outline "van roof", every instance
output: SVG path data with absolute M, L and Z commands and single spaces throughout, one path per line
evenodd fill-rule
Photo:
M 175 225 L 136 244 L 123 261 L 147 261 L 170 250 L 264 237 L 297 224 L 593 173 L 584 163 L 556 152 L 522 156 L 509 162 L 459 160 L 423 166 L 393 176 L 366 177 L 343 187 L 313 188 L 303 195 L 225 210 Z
####################
* [The problem] Can you arrange all of the lines above as a two-column CSV headed request and answer, one row per request, with the text and its answer each in a single quoted field and any line breaks replaced by spaces?

* [Result of this task]
request,answer
"outline ""van roof"", every instance output: SVG path data with absolute M, L and Z commands and single spaces throughout, one path per line evenodd fill-rule Photo:","M 175 225 L 136 244 L 123 261 L 147 261 L 170 250 L 264 237 L 297 224 L 593 173 L 584 163 L 556 152 L 522 156 L 509 162 L 459 160 L 423 166 L 393 176 L 366 177 L 343 187 L 313 188 L 303 195 L 225 210 Z"